Food companies to feed us higher costs
Sara Lee, Tyson, Kraft and other name-brand food companies are hiking prices on everyday products from cheese to cold cuts. Jeff Tyler reports on how this will hit Americans in the gut.
Elinor Mantin shops for groceries at Lorenzo's Supermarket in North Miami, Fla. (Getty Images)
More on The Economy, Food
TEXT OF STORY
KAI RYSSDAL: Once you're clear what's safe to eat and what's not, get ready for some more sticker shock at the supermarket. We're learning that food companies can't eat the costs of more expensive ingredients and fuel anymore, and they're about to raise prices again. By a lot. Marketplace's Jeff Tyler has the latest on food inflation.
JEFF TYLER: Sara Lee makes Jimmy Dean sausages. It says prices on meat products could rise up to 20 percent by the end of the year. Kraft Foods has signaled that prices for some of its cheeses could jump 25 percent.
Erin Swanson: The packaged food companies continue to be hit with rising commodity costs, and as a result they have been, as a group, passing those increased costs on to consumers through rising prices.
That's equity analyst Erin Swanson with Morningstar. Between the weak economy and higher food prices -- they're up 5 percent in the past year -- consumers are cutting back. Swanson says that's been hard on food companies that sell to restaurants and grocery stores.

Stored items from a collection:
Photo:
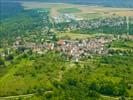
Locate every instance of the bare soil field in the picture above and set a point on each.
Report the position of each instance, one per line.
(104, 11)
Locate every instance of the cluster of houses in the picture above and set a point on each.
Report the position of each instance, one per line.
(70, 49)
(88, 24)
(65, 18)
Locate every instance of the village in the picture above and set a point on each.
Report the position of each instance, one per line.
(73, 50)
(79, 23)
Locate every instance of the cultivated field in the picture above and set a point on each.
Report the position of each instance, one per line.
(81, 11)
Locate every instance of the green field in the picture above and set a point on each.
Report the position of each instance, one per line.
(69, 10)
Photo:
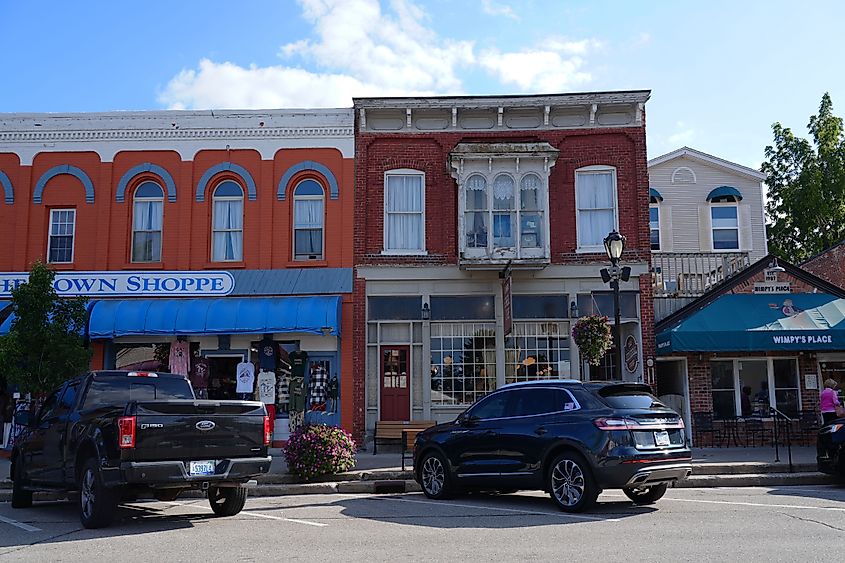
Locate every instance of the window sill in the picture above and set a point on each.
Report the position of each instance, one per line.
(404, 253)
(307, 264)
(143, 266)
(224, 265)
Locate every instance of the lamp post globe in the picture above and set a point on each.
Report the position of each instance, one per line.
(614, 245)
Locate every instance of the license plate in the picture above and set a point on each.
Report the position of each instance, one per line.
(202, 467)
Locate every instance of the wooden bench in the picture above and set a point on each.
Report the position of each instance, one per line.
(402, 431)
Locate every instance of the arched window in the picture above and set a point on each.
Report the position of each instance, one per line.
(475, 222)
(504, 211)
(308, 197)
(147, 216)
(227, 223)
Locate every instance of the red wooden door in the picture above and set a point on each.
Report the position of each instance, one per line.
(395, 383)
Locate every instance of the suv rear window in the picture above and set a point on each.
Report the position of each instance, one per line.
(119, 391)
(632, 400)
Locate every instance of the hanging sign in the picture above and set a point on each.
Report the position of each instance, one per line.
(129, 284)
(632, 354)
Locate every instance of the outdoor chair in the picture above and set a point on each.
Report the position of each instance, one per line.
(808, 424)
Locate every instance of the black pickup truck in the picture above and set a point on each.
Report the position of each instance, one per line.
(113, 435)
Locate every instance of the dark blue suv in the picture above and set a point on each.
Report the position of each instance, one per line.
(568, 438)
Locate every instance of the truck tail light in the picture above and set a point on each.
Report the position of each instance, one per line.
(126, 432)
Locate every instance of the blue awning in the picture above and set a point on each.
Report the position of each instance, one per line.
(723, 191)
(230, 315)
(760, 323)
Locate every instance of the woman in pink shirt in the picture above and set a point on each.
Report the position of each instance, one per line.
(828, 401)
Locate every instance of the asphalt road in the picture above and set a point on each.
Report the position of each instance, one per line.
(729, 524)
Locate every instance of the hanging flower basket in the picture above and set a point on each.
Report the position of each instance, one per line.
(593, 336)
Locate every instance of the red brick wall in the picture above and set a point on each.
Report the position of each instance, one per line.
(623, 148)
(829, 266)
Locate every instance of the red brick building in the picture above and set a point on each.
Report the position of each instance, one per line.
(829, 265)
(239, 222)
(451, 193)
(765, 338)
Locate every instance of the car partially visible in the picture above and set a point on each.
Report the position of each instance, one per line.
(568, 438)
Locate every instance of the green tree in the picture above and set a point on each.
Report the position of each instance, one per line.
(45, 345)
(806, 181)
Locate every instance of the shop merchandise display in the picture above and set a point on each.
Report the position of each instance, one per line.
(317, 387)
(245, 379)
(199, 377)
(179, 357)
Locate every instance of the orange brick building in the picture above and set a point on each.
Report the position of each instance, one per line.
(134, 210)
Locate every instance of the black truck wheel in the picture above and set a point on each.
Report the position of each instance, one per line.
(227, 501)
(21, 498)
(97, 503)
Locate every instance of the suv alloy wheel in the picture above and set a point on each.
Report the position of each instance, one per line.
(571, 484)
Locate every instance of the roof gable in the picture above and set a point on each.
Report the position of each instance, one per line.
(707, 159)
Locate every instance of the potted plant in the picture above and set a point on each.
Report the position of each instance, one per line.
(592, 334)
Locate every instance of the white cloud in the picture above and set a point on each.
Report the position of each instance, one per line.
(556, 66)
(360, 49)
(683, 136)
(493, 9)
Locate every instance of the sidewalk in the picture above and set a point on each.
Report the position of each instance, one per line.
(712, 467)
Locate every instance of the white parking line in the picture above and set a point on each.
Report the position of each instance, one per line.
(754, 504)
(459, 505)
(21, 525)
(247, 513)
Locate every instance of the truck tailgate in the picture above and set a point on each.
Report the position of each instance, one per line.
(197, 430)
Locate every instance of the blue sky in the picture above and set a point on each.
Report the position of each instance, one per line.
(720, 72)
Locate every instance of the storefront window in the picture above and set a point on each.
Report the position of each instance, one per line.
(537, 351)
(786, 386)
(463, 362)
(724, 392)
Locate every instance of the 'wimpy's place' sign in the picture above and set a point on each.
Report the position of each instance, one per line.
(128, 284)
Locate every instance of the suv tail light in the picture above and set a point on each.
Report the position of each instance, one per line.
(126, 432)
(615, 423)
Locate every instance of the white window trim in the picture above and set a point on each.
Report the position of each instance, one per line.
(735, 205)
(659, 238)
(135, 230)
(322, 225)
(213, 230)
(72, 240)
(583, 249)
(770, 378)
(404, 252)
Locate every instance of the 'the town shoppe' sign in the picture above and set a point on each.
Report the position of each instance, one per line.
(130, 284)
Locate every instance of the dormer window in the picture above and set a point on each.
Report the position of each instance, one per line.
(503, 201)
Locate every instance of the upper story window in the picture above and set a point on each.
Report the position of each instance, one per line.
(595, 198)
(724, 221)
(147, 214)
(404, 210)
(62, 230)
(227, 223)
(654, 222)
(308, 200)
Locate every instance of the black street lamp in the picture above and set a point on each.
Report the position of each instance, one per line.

==

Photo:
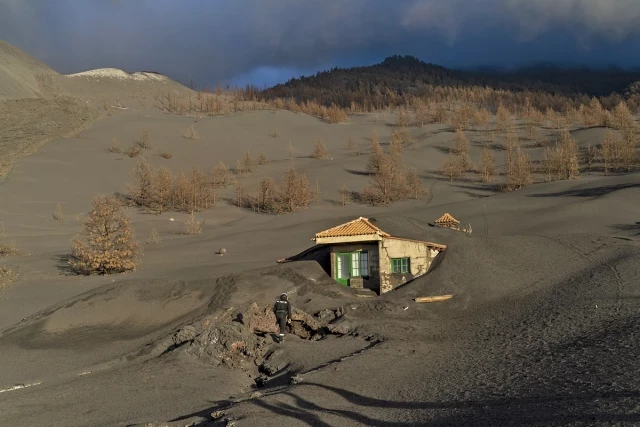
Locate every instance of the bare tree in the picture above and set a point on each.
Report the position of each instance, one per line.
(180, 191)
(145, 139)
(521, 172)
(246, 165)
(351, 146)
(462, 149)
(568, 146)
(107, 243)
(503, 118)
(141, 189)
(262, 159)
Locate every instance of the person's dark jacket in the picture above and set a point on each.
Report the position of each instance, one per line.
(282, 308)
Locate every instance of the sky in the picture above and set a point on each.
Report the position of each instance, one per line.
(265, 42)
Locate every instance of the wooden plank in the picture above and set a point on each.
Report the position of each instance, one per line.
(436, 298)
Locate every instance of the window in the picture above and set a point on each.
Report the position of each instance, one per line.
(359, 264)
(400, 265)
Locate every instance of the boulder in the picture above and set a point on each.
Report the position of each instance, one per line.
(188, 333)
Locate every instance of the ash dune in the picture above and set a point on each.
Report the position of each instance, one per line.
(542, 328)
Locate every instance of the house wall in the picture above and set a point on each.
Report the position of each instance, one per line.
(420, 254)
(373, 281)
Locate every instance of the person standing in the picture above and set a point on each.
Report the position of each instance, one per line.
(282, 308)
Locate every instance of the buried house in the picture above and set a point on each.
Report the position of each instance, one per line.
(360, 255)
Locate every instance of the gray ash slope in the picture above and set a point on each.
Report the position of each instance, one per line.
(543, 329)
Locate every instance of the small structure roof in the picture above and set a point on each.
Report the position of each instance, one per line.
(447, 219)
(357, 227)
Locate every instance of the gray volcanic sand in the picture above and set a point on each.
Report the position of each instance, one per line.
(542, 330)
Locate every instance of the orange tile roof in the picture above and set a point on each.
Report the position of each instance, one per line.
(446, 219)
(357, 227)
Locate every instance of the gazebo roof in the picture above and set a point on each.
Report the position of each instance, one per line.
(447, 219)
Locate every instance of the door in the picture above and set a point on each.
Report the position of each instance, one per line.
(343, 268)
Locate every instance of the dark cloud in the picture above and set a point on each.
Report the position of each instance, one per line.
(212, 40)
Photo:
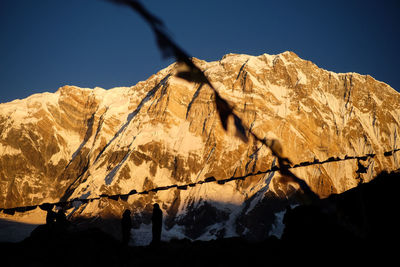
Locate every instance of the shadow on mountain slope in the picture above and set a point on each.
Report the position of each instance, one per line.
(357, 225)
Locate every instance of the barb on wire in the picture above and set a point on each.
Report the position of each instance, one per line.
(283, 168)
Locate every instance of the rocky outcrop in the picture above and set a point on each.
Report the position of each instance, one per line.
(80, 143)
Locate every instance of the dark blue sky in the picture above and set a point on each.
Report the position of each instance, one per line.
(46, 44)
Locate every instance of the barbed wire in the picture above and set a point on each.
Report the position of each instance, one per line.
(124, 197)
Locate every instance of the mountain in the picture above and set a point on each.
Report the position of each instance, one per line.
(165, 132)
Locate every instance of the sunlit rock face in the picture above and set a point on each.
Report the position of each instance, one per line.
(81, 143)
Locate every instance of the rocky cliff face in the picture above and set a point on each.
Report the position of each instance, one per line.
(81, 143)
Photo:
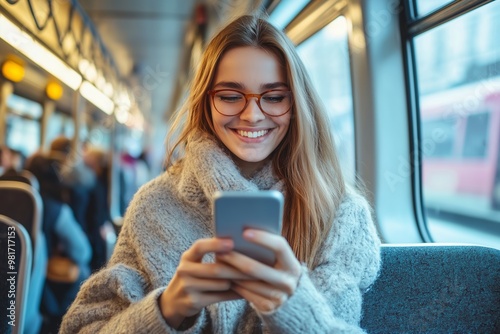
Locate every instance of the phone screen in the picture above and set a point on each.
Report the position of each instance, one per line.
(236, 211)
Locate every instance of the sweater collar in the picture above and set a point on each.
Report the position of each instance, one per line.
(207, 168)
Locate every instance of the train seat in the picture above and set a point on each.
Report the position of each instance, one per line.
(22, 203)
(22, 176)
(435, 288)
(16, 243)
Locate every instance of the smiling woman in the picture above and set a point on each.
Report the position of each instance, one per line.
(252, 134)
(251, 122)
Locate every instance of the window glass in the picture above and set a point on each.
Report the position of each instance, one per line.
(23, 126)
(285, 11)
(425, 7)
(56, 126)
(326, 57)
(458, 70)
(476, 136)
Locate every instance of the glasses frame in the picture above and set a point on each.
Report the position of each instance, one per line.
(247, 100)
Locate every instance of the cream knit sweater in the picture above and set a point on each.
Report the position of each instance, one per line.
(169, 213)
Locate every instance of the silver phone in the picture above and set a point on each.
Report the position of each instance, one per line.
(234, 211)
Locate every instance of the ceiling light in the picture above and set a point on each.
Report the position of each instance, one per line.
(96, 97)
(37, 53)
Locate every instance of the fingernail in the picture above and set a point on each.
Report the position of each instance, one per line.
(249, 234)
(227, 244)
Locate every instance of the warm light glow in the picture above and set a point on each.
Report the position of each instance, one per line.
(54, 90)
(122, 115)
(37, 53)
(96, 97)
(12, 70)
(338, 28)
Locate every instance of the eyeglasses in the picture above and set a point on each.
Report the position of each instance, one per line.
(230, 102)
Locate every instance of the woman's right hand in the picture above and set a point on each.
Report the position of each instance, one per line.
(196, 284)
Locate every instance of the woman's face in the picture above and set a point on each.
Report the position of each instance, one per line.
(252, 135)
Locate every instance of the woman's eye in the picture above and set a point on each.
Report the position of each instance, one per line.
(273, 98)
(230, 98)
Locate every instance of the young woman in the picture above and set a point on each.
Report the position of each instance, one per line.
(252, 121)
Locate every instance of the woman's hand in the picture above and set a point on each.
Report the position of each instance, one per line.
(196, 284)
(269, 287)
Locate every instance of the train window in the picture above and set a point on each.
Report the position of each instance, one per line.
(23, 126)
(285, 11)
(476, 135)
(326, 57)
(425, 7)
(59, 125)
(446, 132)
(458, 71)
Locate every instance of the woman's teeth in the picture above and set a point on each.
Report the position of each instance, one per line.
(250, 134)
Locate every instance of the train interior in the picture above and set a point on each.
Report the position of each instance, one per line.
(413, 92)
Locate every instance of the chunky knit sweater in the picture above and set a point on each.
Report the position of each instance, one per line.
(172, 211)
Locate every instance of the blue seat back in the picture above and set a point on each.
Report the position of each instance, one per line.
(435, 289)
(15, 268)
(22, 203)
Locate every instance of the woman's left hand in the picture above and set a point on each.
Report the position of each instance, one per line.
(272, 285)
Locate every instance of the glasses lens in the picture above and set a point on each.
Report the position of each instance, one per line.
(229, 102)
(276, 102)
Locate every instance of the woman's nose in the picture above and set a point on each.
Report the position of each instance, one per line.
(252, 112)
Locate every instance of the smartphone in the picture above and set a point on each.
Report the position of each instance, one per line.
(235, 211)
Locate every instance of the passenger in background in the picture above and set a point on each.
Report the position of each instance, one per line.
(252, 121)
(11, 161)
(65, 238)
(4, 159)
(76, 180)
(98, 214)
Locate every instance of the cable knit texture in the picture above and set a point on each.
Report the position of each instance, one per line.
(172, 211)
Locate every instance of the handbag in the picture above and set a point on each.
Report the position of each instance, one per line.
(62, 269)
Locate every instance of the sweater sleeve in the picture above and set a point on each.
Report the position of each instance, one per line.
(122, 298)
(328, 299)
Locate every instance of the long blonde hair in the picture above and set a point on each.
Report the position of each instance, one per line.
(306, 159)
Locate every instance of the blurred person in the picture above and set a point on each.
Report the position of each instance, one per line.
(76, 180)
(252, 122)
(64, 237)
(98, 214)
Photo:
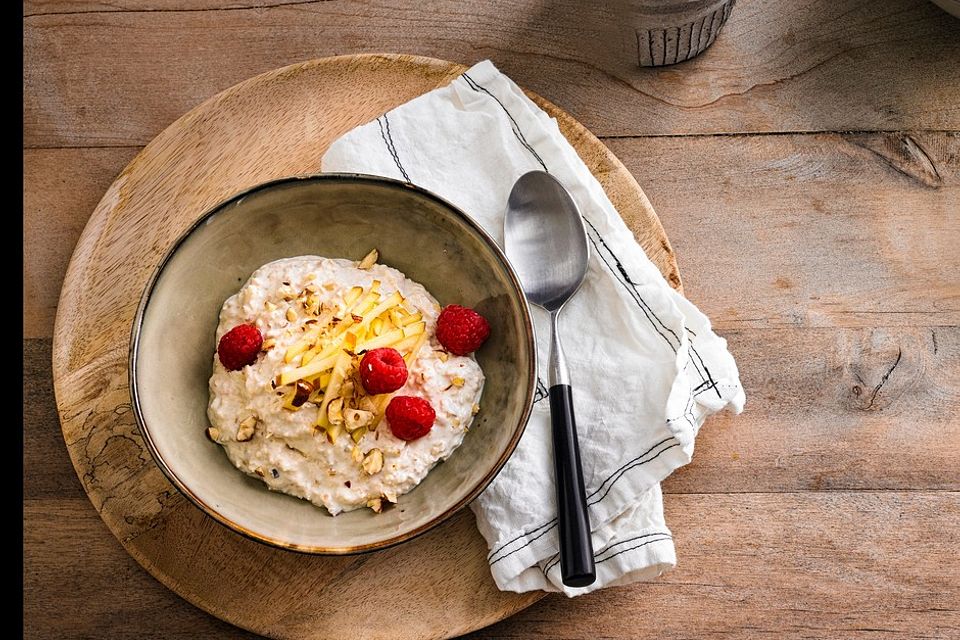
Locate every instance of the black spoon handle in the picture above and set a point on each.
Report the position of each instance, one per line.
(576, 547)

▶ _Directives_
1. Reproduce the article on food prices from "More on The" up to and including "jump 25 percent.".
2. Write the next portion of the article on rising food prices, beginning after its final sentence.

▶ _Answers to the problems_
1.
More on The Economy, Food
TEXT OF STORY
KAI RYSSDAL: Once you're clear what's safe to eat and what's not, get ready for some more sticker shock at the supermarket. We're learning that food companies can't eat the costs of more expensive ingredients and fuel anymore, and they're about to raise prices again. By a lot. Marketplace's Jeff Tyler has the latest on food inflation.
JEFF TYLER: Sara Lee makes Jimmy Dean sausages. It says prices on meat products could rise up to 20 percent by the end of the year. Kraft Foods has signaled that prices for some of its cheeses could jump 25 percent.

2.
Swanson: In their food-service business, they'd seen that business shrink -- meaning that people were favoring eating at home versus eating out.
So far, grocery stores have been reluctant to pass along big price increases to consumers.
Economist Ephraim Leibtag is with the Agricultural Department's Economic Research Service. He says shoppers will be paying more for beef, pork and poultry.
Ephraim Leibtag: In terms of going forward -- end of this year into 2009 as well -- we're going to see higher meat prices. Because a lot of corn that is produced in this country goes toward animal feed. And that takes a few more months to kind of get through the system.
Leibtag expects the price of beef will increase 6 to 7 percent next year. As meat prices rise, analysts expect consumers will increasingly find substitutes for what's for dinner.
I'm Jeff Tyler for Marketplace.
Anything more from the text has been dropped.